Given instruction -> Reproduce only this part of the listing: the line with "TARGET: metal drain grate", plus every line after it through the last.

Task inputs ->
┌──
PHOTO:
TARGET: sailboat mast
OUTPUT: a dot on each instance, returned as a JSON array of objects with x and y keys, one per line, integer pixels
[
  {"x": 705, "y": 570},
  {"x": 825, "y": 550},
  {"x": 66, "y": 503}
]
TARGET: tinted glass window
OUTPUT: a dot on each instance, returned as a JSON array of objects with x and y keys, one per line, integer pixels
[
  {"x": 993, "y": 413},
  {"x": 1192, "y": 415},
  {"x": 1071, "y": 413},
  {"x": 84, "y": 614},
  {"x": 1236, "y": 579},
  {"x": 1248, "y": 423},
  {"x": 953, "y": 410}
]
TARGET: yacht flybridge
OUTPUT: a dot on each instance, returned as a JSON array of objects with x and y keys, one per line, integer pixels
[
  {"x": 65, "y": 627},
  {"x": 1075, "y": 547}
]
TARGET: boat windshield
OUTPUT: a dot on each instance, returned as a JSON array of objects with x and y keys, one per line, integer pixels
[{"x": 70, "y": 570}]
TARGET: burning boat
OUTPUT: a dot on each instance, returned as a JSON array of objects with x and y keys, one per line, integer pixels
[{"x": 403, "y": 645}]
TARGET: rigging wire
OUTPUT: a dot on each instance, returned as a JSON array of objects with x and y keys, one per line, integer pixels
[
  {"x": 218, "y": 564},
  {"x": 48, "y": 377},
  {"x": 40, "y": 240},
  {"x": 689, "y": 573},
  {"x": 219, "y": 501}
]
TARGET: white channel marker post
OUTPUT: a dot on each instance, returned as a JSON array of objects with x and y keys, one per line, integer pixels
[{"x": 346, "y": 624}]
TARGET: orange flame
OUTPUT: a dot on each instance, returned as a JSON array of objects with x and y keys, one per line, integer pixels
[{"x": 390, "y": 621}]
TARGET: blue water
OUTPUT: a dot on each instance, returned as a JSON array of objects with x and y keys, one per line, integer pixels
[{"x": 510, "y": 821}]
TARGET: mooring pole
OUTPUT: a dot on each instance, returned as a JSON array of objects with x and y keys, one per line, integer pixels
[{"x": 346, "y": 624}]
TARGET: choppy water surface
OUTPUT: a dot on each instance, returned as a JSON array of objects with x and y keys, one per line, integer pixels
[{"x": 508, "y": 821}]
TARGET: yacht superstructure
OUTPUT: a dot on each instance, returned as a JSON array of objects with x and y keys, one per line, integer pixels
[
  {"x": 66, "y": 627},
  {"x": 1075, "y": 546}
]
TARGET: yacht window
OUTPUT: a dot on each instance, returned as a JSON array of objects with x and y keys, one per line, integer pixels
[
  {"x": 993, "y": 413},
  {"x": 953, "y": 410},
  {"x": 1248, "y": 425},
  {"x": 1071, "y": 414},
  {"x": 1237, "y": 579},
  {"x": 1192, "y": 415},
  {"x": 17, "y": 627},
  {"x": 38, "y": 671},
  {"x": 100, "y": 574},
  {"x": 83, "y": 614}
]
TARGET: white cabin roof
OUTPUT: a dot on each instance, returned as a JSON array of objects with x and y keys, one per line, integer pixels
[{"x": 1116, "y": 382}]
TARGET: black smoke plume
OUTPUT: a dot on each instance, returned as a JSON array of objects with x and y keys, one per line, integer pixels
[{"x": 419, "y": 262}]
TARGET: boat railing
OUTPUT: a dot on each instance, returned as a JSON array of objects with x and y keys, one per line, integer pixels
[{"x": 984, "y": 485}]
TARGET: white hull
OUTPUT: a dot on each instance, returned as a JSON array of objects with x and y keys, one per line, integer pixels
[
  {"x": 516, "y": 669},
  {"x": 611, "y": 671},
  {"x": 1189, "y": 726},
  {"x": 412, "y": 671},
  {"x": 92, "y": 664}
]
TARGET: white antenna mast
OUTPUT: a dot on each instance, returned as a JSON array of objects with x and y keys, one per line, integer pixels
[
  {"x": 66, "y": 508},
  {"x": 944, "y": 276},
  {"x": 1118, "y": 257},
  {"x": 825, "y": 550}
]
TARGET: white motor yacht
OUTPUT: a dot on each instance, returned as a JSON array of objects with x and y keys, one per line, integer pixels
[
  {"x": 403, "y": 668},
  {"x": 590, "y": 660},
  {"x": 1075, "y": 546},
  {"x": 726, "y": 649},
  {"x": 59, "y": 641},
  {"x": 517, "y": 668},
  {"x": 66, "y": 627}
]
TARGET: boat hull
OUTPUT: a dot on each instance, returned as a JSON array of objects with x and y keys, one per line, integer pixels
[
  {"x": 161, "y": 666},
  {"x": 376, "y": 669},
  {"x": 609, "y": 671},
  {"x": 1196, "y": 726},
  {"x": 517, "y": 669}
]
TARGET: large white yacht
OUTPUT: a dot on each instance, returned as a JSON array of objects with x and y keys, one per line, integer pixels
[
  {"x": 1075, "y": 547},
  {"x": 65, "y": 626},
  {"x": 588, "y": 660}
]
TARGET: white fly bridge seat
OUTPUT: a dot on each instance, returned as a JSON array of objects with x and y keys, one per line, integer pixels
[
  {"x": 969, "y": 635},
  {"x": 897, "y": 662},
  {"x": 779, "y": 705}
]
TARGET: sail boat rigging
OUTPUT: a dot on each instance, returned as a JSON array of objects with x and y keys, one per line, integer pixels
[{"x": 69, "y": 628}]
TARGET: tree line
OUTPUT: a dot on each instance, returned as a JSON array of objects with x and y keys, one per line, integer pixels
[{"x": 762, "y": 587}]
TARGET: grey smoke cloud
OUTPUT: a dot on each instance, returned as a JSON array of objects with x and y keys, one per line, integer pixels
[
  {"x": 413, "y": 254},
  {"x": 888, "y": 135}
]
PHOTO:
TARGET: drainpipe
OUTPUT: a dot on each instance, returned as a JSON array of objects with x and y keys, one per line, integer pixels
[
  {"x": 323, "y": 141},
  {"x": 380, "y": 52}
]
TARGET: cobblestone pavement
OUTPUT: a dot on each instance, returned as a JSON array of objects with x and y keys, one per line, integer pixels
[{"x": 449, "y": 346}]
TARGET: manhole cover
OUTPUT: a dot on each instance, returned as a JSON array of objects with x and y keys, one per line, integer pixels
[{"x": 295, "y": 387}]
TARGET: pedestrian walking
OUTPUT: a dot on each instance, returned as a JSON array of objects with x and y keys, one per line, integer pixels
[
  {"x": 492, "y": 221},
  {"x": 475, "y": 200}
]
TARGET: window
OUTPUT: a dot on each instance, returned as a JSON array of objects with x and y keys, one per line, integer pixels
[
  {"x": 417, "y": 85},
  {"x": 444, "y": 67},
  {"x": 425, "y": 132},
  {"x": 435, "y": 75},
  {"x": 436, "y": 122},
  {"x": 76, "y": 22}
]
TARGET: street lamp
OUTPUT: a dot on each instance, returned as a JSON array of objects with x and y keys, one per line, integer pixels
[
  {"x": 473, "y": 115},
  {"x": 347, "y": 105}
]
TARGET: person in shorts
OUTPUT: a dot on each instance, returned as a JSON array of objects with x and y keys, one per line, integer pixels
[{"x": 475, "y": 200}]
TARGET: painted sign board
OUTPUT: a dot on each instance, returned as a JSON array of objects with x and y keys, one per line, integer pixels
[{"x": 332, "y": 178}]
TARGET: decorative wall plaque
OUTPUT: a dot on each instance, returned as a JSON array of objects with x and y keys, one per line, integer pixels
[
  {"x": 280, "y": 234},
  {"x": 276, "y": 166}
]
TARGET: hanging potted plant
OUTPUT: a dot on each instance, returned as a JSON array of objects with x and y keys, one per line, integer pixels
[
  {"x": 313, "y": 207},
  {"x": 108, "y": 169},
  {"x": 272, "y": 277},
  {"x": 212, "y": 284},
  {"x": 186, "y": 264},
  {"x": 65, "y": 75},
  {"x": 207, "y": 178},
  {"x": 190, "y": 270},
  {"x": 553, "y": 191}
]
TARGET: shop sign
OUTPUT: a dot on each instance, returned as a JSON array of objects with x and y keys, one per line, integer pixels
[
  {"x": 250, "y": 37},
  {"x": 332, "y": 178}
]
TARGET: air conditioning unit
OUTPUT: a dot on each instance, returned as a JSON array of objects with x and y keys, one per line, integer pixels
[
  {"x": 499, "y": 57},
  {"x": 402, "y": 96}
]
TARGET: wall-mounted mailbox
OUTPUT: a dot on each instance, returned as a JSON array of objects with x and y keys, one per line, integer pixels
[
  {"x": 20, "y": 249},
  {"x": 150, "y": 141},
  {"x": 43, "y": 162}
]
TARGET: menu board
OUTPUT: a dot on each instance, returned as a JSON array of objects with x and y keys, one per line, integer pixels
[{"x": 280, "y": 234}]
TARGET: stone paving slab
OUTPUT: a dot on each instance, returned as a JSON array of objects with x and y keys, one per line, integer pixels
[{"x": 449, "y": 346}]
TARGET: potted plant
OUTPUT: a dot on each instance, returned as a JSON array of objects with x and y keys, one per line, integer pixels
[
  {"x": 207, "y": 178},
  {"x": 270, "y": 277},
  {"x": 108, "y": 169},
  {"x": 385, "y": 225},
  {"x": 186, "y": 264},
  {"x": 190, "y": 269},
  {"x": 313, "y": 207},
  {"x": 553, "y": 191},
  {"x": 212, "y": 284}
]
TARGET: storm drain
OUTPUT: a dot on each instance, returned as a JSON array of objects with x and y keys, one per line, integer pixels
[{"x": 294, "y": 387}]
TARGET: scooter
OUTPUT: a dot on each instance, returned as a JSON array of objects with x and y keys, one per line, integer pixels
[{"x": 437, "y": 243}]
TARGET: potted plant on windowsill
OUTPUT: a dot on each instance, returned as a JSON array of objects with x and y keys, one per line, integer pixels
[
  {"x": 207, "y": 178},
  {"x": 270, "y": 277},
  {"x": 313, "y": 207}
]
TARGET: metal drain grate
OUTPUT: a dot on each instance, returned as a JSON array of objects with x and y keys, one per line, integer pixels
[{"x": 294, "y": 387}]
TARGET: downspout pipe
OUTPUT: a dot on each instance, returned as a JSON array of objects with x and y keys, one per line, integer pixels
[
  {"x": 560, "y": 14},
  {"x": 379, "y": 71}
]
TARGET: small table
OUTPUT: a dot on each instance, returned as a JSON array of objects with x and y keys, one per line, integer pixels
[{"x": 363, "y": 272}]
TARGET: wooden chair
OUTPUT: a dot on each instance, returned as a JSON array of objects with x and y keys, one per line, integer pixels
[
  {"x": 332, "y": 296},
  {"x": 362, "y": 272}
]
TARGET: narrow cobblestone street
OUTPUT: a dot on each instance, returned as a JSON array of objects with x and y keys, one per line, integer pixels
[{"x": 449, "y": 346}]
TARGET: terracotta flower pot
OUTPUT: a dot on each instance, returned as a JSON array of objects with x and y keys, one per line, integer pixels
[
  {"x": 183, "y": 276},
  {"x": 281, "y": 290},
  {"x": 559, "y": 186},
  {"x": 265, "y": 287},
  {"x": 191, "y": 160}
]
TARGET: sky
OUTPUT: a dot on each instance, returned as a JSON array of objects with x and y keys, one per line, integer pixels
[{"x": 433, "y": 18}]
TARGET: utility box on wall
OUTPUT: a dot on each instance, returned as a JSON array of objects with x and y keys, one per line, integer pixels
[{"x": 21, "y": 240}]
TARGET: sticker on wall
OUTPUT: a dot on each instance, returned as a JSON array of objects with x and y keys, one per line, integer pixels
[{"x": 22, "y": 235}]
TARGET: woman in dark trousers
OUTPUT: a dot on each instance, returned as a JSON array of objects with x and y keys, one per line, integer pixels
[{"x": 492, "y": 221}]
└──
Solved exercise ->
TARGET: metal drain grate
OUTPUT: a dot on each instance, returned as a JSON array of objects with x and y keys, one per line, integer pixels
[{"x": 294, "y": 387}]
TARGET: downspout pipe
OUTPUT: a dot on each instance, returned as a JSON array of objects with x and y keys, one per line, integer pixels
[
  {"x": 560, "y": 14},
  {"x": 379, "y": 71}
]
TARGET: small table
OUTPUT: a dot on each instance, returned as a JSON array of objects with x and y keys, one per line, integer pixels
[{"x": 363, "y": 272}]
TARGET: wooden chair
OUTPUT: a dot on each instance, returned as a JSON array of objects with x and y keys, one per line, integer pixels
[
  {"x": 332, "y": 296},
  {"x": 362, "y": 272}
]
TARGET: narrow cobblestone street
OUTPUT: a dot on each instance, returned as a JSON array of objects with x and y keys, one per line, integer pixels
[{"x": 449, "y": 346}]
TARGET: terracotta flower pot
OUTPUT: a dot on each instance, returned as a JSON array of objects with x and y keys, one per line, integer pixels
[
  {"x": 183, "y": 276},
  {"x": 281, "y": 290},
  {"x": 559, "y": 186},
  {"x": 265, "y": 287},
  {"x": 191, "y": 160}
]
TARGET: sky
OUTPUT: a dot on each instance, returned as a JSON array of objects with x and y keys, one per line, integer pixels
[{"x": 433, "y": 18}]
TARGET: utility box on wall
OUTPUT: a dot on each instance, returned as a JSON array of objects with x and y keys, one per line, integer pixels
[{"x": 21, "y": 240}]
TARGET: sticker on wall
OUTPUT: a dot on each instance, returned as a JSON array of objects with x and y keys, one per line, integer pixels
[{"x": 22, "y": 235}]
TARGET: woman in dark trousers
OUTPUT: a dot on each instance, returned as a JSON array of objects with x and y keys, one per line, integer pixels
[{"x": 492, "y": 221}]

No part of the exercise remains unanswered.